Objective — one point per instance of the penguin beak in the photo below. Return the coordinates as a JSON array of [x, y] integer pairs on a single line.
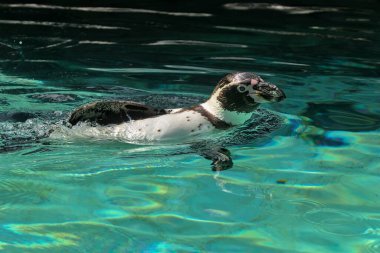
[[266, 92]]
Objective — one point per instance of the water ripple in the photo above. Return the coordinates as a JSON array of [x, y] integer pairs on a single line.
[[104, 9], [336, 222], [194, 43], [278, 7], [61, 24], [146, 70], [256, 30]]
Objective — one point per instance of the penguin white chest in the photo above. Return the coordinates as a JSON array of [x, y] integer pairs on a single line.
[[169, 127]]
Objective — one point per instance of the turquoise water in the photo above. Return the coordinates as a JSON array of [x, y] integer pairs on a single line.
[[310, 186]]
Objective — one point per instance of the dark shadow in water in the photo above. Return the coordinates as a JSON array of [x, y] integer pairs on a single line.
[[341, 116]]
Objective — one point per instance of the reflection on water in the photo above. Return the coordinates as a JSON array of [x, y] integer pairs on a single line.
[[311, 186]]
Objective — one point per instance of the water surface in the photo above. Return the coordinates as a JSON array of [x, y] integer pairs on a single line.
[[309, 187]]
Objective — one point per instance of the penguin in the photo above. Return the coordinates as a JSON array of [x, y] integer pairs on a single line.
[[232, 103]]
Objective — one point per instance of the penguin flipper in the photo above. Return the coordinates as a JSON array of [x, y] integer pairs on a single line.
[[220, 156], [113, 112]]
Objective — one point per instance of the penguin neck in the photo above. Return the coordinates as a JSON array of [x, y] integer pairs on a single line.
[[235, 118]]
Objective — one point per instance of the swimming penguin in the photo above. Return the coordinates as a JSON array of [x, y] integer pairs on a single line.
[[232, 103]]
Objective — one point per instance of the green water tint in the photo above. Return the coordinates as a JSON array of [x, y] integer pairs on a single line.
[[309, 186]]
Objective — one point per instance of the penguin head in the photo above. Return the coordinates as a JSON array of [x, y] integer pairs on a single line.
[[243, 92]]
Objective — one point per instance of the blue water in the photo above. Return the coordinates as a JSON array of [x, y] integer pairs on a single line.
[[309, 186]]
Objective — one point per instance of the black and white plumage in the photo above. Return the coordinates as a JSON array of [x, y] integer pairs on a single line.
[[234, 99]]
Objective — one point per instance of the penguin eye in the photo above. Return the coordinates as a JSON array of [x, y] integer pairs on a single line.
[[242, 88]]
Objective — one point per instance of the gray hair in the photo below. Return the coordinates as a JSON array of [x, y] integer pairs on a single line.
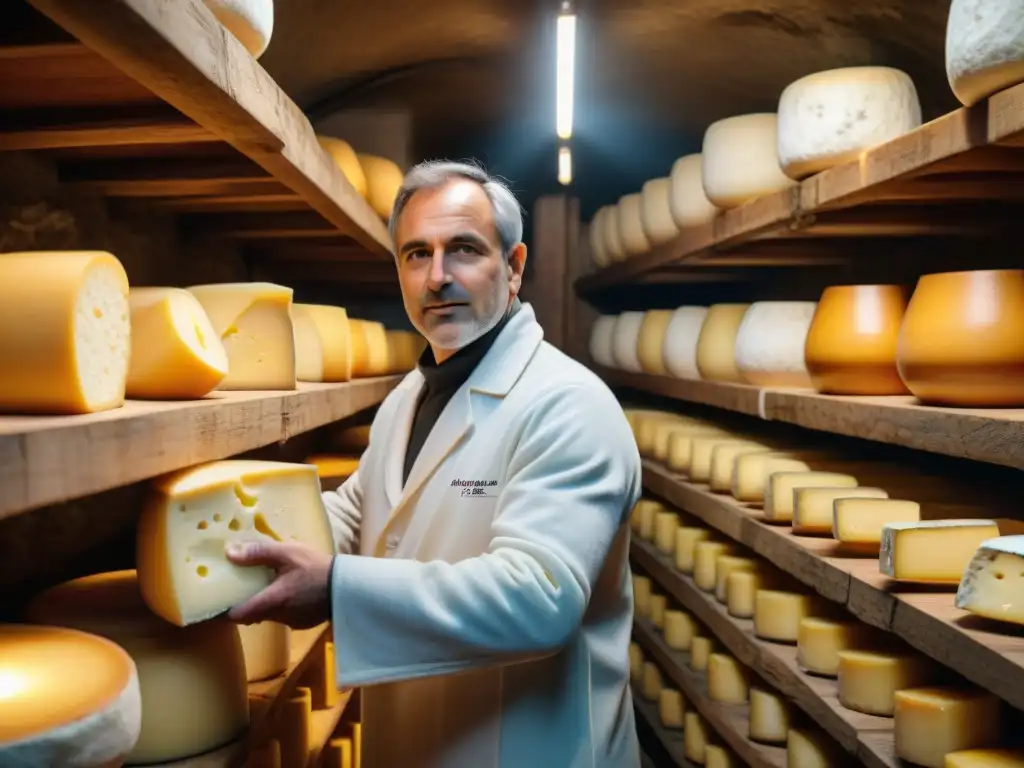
[[434, 173]]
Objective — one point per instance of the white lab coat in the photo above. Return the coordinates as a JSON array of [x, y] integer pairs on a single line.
[[487, 612]]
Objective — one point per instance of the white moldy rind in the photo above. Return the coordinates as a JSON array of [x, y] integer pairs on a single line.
[[829, 118], [984, 47]]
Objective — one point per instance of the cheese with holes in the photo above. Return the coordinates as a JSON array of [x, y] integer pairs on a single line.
[[192, 515], [687, 200], [830, 118], [812, 507], [933, 551], [860, 521], [820, 640], [727, 681], [333, 334], [740, 160], [254, 323], [175, 352], [65, 332], [651, 341], [930, 723], [192, 680], [769, 721], [779, 491], [984, 48], [868, 679], [67, 698]]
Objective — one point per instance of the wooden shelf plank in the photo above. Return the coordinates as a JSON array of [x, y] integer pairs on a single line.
[[990, 435], [985, 652], [43, 458]]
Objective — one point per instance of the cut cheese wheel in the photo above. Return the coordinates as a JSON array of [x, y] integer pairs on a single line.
[[680, 349], [770, 343], [984, 48], [192, 515], [65, 332], [249, 20], [930, 723], [717, 343], [687, 201], [67, 698], [192, 680], [832, 117], [740, 160], [254, 323]]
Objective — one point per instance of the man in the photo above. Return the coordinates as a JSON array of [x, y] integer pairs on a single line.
[[481, 596]]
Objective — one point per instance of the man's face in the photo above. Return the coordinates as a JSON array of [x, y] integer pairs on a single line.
[[456, 282]]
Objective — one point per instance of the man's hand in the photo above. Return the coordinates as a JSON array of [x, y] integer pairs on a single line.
[[298, 596]]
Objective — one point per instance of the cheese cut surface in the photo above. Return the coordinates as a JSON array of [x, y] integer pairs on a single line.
[[67, 698], [254, 323], [932, 551], [930, 723], [830, 117], [65, 332], [175, 352], [192, 515]]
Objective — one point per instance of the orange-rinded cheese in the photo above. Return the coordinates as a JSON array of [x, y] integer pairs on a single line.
[[65, 332]]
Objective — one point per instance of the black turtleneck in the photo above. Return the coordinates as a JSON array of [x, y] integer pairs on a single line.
[[442, 381]]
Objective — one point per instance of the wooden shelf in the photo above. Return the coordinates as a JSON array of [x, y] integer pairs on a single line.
[[988, 653], [45, 460], [953, 175], [991, 435], [775, 663]]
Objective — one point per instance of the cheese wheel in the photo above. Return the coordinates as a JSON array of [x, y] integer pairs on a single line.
[[192, 680], [249, 20], [680, 350], [687, 201], [254, 323], [740, 160], [770, 343], [655, 211], [383, 182], [832, 117], [65, 332], [67, 698], [189, 517], [984, 47]]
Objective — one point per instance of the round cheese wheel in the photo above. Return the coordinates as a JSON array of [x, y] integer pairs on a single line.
[[680, 349], [250, 20], [740, 160], [655, 212], [67, 698], [626, 338], [984, 47], [829, 118], [602, 345], [770, 343], [631, 225], [193, 679]]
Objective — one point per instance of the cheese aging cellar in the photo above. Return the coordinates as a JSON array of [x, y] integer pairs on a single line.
[[512, 383]]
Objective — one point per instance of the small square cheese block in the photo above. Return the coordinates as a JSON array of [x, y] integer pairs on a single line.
[[671, 708], [932, 551], [933, 722], [859, 521], [820, 641], [869, 679], [65, 332], [192, 515], [175, 352], [779, 491], [727, 681], [769, 717], [812, 507]]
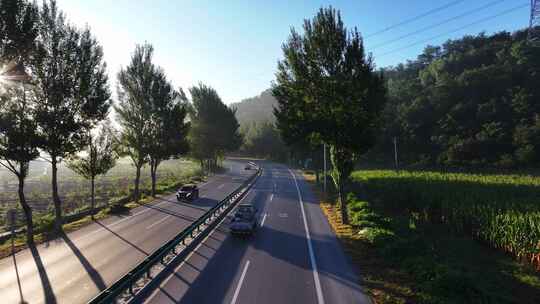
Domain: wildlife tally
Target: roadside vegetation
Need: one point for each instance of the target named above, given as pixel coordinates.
(405, 257)
(55, 101)
(469, 105)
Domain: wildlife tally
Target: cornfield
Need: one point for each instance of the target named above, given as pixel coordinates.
(500, 210)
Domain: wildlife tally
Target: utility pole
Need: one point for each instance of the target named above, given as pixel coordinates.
(395, 154)
(533, 37)
(324, 168)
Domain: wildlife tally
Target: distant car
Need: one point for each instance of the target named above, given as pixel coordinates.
(188, 192)
(244, 220)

INSTRUCTIONS FOR THE TASK: Can you rewrite the data above as a Markdown table with the columns "Row" and "Line", one numbered row per line and no blank lines? Leave the pictures out.

RESPONSE FOR THIS EXERCISE:
| Row | Line |
|---|---|
| 1 | Objective — one point per instance of the penguin beak in the photo below. Return the coordinates as a JSON array of [x, y] integer pairs on a single line. |
| 2 | [[266, 92]] |
| 3 | Objective — one point per instance of the water ripple in the photo above. Return the coordinates as a JSON array of [x, y] integer pairs on a single line. |
| 4 | [[104, 9], [336, 222], [194, 43], [278, 7], [61, 24], [146, 70], [256, 30]] |
| 5 | Objective — one point per instance of the penguin white chest in the photo above. Return the coordinates as a JSON array of [x, y] integer pairs on a single line. |
| 6 | [[169, 127]] |
| 7 | Objective — one point per instance of the turquoise water in the photo above. Return the coordinates as a JSON array of [x, y] integer pairs on a single line. |
| 8 | [[310, 186]] |
| 9 | Objective — one point per instance of the dark shadow in water in the photo above. Return the coordinates as a JSON array of [x, y] integer pairs on a single line. |
| 10 | [[341, 116]] |
| 11 | Objective — one point per instance of the reflection on water in the photo above. Return the coordinates as a JSON array of [x, y] integer pairs on a single line. |
| 12 | [[311, 186]] |
| 13 | Objective — one point per instance of the water surface in the photo above. Return the coordinates as a JSON array of [x, y] integer pairs on a single line. |
| 14 | [[309, 187]] |
| 15 | Objective — one point per instance of the penguin in the photo above. Return the coordinates as a JSON array of [x, y] integer pairs on a single line. |
| 16 | [[232, 103]] |
| 17 | Objective — one point per instance of the penguin flipper in the photo above. Return the coordinates as a JSON array of [x, y] integer pairs on a single line. |
| 18 | [[220, 156], [113, 112]] |
| 19 | Objective — one point per instance of the penguin neck in the photo above. Return the coordinates as a JSON array of [x, y] integer pairs on a single line. |
| 20 | [[235, 118]] |
| 21 | Objective — one point per instance of the swimming penguin in the photo above. Return the coordinates as a JSON array of [x, y] integer pairs on a single line. |
| 22 | [[232, 103]] |
| 23 | Objective — one point per instance of the green water tint in the photo above. Return the coordinates as a JSON array of [x, y] integer pairs on a single line. |
| 24 | [[309, 186]] |
| 25 | Objective — one point per instance of the penguin head in the photo above. Return the coordinates as a JSON array of [x, y] integer pairs on a single line. |
| 26 | [[243, 92]] |
| 27 | Objective — one point per instance of the blue water in the photo above. Return the coordinates as a JSON array of [x, y] integer pairs on a single line. |
| 28 | [[309, 186]] |
| 29 | Objective — one point per instance of the black and white plumage in the photo above. Return the coordinates as a JSON array of [x, y] integer pairs on a single line. |
| 30 | [[234, 99]] |
| 31 | Objective — one point per instance of the penguin eye in the photo above. Return the coordinates as a JSON array of [x, y] integer pairs on a single line. |
| 32 | [[242, 88]] |
| 33 | Objective — one point per instance of the gray hair in the photo below. Return the coordinates as a JSON array of [x, y] integer pairs on a single line. |
| 34 | [[434, 173]] |
| 35 | Objective — one point per instance of the white lab coat in the photo above. Return the coordinates as a JSON array of [x, y] integer pairs on a single line. |
| 36 | [[487, 612]] |
| 37 | Objective — one point per instance of the white moldy rind in the photo above. Return the coordinates as a JSON array of [x, y] integer pairs on a single line. |
| 38 | [[829, 118], [984, 47]] |
| 39 | Objective — one point per instance of the cheese with holes in the photo above. Return the coordinates as a JSON array of [x, y] integer pairs on a single line. |
| 40 | [[192, 515], [687, 200], [830, 118], [812, 507], [933, 551], [860, 521], [820, 640], [727, 681], [333, 334], [740, 160], [254, 323], [175, 352], [65, 332], [651, 341], [930, 723], [192, 680], [769, 721], [779, 491], [984, 48], [868, 679], [67, 698]] |
| 41 | Objective — one point per instance of the wooden shelf plank in the photo above. Return the coordinates as a JSON array of [x, y] integer pairs on a single line. |
| 42 | [[990, 435], [985, 652], [43, 458]] |
| 43 | Objective — one point per instance of the cut cheese wheel in the photo above. Return the coordinates as a JSON array of [x, y] integer pairs on a single line. |
| 44 | [[680, 349], [770, 343], [984, 48], [192, 515], [65, 332], [249, 20], [930, 723], [717, 343], [687, 201], [67, 698], [192, 680], [832, 117], [740, 160], [254, 323]] |
| 45 | Objective — one point per instance of the man in the photo above. Return the coordinates as a JSON array of [x, y] integer pairs on a single line. |
| 46 | [[481, 596]] |
| 47 | Objective — one point per instance of the man's face in the photo above. Return the coordinates as a JSON array of [x, y] integer pairs on a single line. |
| 48 | [[456, 282]] |
| 49 | Objective — one point per instance of the man's hand in the photo above. Return the coordinates as a JSON array of [x, y] integer pairs on a single line. |
| 50 | [[298, 596]] |
| 51 | Objective — one point per instance of the cheese cut surface in the photo above. Return the coordinates as a JSON array of [x, y] integer pairs on a single line. |
| 52 | [[67, 698], [254, 323], [932, 551], [930, 723], [830, 117], [65, 332], [175, 352], [192, 515]] |
| 53 | Objective — one point per instance of the orange-rinded cheese in the photo above. Return the coordinates as a JSON array of [x, y] integer pairs on a single line. |
| 54 | [[65, 332]] |
| 55 | Objective — one point per instance of the black turtleneck in the photo above. Return the coordinates as a JSON array of [x, y] integer pairs on a single line. |
| 56 | [[442, 381]] |
| 57 | Objective — one point per instance of the wooden shelf in the photo above. Return the coordinates as a JSON array of [x, y] integer pairs on a single line. |
| 58 | [[988, 653], [45, 460], [953, 175], [991, 435], [775, 663]] |
| 59 | Objective — one point per instance of the cheese wheel in the photo above. Return the coordinates as a JSON array of [x, y] integer pairs on a single line. |
| 60 | [[192, 680], [249, 20], [680, 350], [687, 201], [254, 323], [740, 160], [770, 343], [655, 211], [383, 182], [832, 117], [65, 332], [67, 698], [189, 517], [984, 47]] |
| 61 | Objective — one point per instance of the round cheese wheel in the photo above. Return the coordinates as a JSON array of [x, y] integer pairs on a single line. |
| 62 | [[680, 349], [250, 20], [740, 160], [655, 212], [67, 698], [626, 338], [984, 47], [829, 118], [602, 345], [770, 343], [631, 225], [193, 679]] |
| 63 | Objective — one point per instance of the cheese aging cellar in the photo above. Return the coordinates as a JSON array of [x, y] integer pairs on a single line. |
| 64 | [[512, 383]] |
| 65 | Objective — one point per instance of the small square cheese block in the photo above. Return the coordinates as a JSON array of [x, y] integer pairs on a single line. |
| 66 | [[671, 708], [932, 551], [933, 722], [859, 521], [820, 641], [869, 679], [65, 332], [192, 515], [175, 352], [779, 491], [727, 681], [769, 717], [812, 507]] |
| 67 | Domain: wildlife tally |
| 68 | Target: roadside vegetation |
| 69 | Need: one point for each instance of the target named above, given as pixel coordinates. |
| 70 | (405, 257) |
| 71 | (55, 101) |
| 72 | (469, 105) |
| 73 | Domain: wildlife tally |
| 74 | Target: cornfield |
| 75 | Need: one point for each instance of the target named above, given as pixel coordinates. |
| 76 | (500, 210) |
| 77 | Domain: wildlife tally |
| 78 | Target: utility pole |
| 79 | Need: one point for each instance of the target named above, given as pixel coordinates. |
| 80 | (395, 154) |
| 81 | (533, 37) |
| 82 | (324, 168) |
| 83 | Domain: wildlife tally |
| 84 | Target: distant car |
| 85 | Need: one point for each instance of the target named above, given as pixel coordinates. |
| 86 | (188, 192) |
| 87 | (244, 220) |